** start of Input material **

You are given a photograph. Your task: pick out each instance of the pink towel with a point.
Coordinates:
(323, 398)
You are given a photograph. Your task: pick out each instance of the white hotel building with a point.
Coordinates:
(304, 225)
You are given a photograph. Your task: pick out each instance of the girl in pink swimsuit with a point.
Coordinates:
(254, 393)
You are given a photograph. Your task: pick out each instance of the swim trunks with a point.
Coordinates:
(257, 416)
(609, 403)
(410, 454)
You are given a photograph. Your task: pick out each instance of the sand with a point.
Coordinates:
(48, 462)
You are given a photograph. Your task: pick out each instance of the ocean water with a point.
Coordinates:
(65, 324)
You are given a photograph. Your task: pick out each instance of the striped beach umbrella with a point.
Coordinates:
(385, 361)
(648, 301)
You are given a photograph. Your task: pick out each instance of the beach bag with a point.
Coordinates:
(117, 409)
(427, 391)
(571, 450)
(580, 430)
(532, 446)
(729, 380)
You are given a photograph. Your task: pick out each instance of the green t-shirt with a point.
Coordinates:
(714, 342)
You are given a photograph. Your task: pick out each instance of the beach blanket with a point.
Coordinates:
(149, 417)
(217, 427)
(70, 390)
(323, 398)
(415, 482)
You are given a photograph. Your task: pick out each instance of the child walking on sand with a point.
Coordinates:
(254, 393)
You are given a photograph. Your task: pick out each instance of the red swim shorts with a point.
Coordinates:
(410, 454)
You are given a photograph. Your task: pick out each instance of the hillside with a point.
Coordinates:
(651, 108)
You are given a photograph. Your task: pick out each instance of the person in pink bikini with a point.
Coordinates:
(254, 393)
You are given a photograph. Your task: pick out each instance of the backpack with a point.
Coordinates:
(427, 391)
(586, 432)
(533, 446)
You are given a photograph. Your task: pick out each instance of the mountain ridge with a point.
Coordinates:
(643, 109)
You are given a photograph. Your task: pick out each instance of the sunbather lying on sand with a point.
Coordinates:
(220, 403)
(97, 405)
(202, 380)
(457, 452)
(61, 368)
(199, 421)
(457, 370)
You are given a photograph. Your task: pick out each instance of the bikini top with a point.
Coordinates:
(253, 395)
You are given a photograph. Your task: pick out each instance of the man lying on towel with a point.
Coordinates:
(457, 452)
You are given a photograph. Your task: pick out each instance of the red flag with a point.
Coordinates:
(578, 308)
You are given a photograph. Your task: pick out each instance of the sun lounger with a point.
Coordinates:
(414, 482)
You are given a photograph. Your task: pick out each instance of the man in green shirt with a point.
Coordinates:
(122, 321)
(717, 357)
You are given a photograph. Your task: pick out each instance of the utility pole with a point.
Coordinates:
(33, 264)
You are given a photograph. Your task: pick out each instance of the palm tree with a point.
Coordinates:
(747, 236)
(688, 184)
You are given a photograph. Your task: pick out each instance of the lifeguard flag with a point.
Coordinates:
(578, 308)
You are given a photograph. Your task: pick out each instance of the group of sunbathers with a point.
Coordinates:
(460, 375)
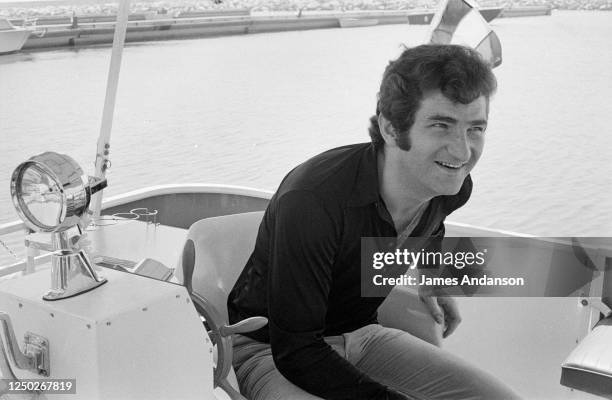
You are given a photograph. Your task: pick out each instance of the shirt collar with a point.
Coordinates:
(365, 190)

** end of Input material **

Without the pictures, repeat the listing above exactly.

> [The answer]:
You are given a photograph. Your task: pick out each instance of the pink towel with a point.
Coordinates:
(323, 398)
You are given a photograph. Your task: pick out each instance of the white hotel building with a point.
Coordinates:
(304, 225)
You are given a photograph. Your task: pick out each instance of the girl in pink swimsuit with a point.
Coordinates:
(254, 393)
You are given a photograph. Your task: pick out each instance of the swim trunks with a point.
Coordinates:
(257, 416)
(609, 403)
(410, 454)
You are given a photograph. Your task: pick out each instance of the sand with a point.
Coordinates:
(48, 462)
You are given a photograph. Your task: pick out each instance of the ocean water with a point.
Coordinates:
(65, 324)
You are given a photograph. Your task: pick out each instance of the striped beach umbrella with a point.
Coordinates:
(385, 361)
(648, 301)
You are given a photograph. Your task: pick out each instance of the beach bag with a point.
Coordinates:
(117, 409)
(427, 391)
(571, 450)
(580, 430)
(532, 446)
(729, 380)
You are given a photograph. Your task: pick out each instance of the green t-shirt with a point.
Coordinates:
(714, 342)
You are given a photograph. Your task: pick out each instance of the beach blanket with a point.
Coordinates:
(149, 417)
(217, 427)
(70, 390)
(323, 398)
(415, 482)
You are given a photograph. Your task: pick out each instance of the child walking on sand with a point.
Coordinates:
(254, 393)
You are given a photograph. Your task: pick out each instance of the red swim shorts with a point.
Coordinates:
(410, 454)
You are given a photograph. Your task: pick out each instance of the hillside with a point.
Coordinates:
(651, 108)
You are given a photograph. Your task: pick out each instance of the person in pink bikini with a point.
Coordinates:
(254, 393)
You are given a photograph. Your task: pick out each instance of the backpack with a point.
Coordinates:
(427, 391)
(586, 432)
(533, 446)
You are given a photograph. Your task: pick out each instance of the mountain ridge with a point.
Coordinates:
(643, 109)
You are given a photograph. Your task: pick out each instance of the sunbather lying on sand with a point.
Coordinates:
(220, 403)
(97, 405)
(202, 380)
(457, 452)
(61, 368)
(199, 421)
(457, 370)
You are given a photograph. Your task: pick out each instance of the bikini top with a point.
Coordinates:
(253, 395)
You are given a photograph. Your task: pick out each instance of the man lying on towel with a point.
Coordinates:
(457, 452)
You are given a photograph. Your task: pick out each instance of the red flag with a point.
Coordinates:
(578, 308)
You are given a photograph. Your task: pick out each instance of the sun lounger with a point.
Coordinates:
(414, 482)
You are given a photograph. Your task: pick out each instance of the man in green shirt with a point.
Coordinates:
(122, 321)
(717, 357)
You are given a photograph. Your task: pick out each instance of the utility pole with a point.
Coordinates:
(33, 264)
You are given a photograph. Your task: pick out each instance of the palm tree with a point.
Coordinates:
(747, 236)
(688, 184)
You are given a photograph. Your task: pick out each instance of the lifeguard flag with a point.
Coordinates:
(578, 308)
You are given a photograph. Your task: pick out each instance of the group of sunbathers with a point.
Coordinates:
(460, 375)
You are given a photograph. Your task: pick out each instance of the shirt collar with a point.
Coordinates:
(365, 190)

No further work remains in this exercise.